SET TASK A
Locate every line in the records that contains the string "target" and copy each one.

SELECTED TEXT
================
Unprecedented central bank stimulus
sent global stocks to the biggest annual rally in three years,
beating bonds, commodities and the dollar by the most since 2009
as shares surged from America to Germany and Venezuela.
The MSCI All-Country World Index of equities increased 16.9 percent in 2012 including dividends after climbing 2.3 percent in December. The Standard & Poor’s GSCI Total Return Index of 24 commodities rose 0.1 percent last year, while the U.S. Dollar Index (DXY) lost 0.5 percent. Bonds of all types returned 5.73 percent, on average, according to Bank of America Merrill Lynch’s Global Broad Market Index.
Stocks rebounded after posting the worst returns in 2011 as central bankers’ efforts to push investors into riskier assets and corporate earnings growth overshadowed the third year of Europe’s debt crisis. Shares overcame the slowest expansion in China in 13 years and a U.S. government debate over how to avoid more than $600 billion of spending cuts and tax increases.
“The massive global stimulus has been a big piece of it,” James Dunigan, who helps oversee $112 billion as chief investment officer in Philadelphia for PNC Wealth Management, said in a telephone interview. “That had a big impact on reducing the fears of a recession. There was also the support from the corporate earnings side. It was just a matter of time to have stocks outperforming.”
Bernanke said in September that the U.S. central bank will buy mortgage securities until the labor market recovers. The ECB announced a plan that involved unlimited purchases of government debt to reduce borrowing costs in the euro region. Draghi, fighting to keep the currency union intact, has also cut the benchmark interest rate to a record low of 0.75 percent, while the People’s Bank of China lowered its rate to 6 percent.
The rally in global stocks followed a 6.9 percent slump in 2011. The MSCI global index, which tracks companies in 45 developed and emerging markets, trades for 15.4 times reported earnings, or about 26 percent below its historical average of 20.7, according to data compiled by Bloomberg from 1995.
Within developed markets, 23 out of 24 benchmark indexes advanced. Stocks in Europe rallied the most as cheap valuations for companies in Greece, Germany and Denmark lured investors. Equity measures in those countries climbed at least 27 percent. The price-earnings multiple of the Stoxx Europe 600 Index has surged more than 86 percent since hitting an almost three-year low in September 2011.
Spain’s IBEX 35 was the only developed market gauge to fall. Japan’s Nikkei 225 Stock Average surged 23 percent, the biggest rally since 2005, amid calls from the new government for more monetary easing.
================
[Region annotation records]
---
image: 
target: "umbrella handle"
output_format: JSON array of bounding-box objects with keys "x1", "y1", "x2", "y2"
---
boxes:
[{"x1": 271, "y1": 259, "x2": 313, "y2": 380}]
================
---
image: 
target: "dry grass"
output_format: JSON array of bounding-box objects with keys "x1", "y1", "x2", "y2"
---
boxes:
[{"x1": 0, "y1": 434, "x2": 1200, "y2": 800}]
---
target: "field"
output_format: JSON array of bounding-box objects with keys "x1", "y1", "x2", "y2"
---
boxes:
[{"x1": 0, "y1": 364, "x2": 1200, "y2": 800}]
================
SET TASK B
Name every index that the article on the 2012 global stock rally identifies by name.

FINAL RESULT A
target: "umbrella handle"
target: "dry grass"
target: "field"

FINAL RESULT B
- MSCI All-Country World Index
- Standard & Poor's GSCI Total Return Index
- U.S. Dollar Index (DXY)
- Global Broad Market Index
- Stoxx Europe 600 Index
- IBEX 35
- Nikkei 225 Stock Average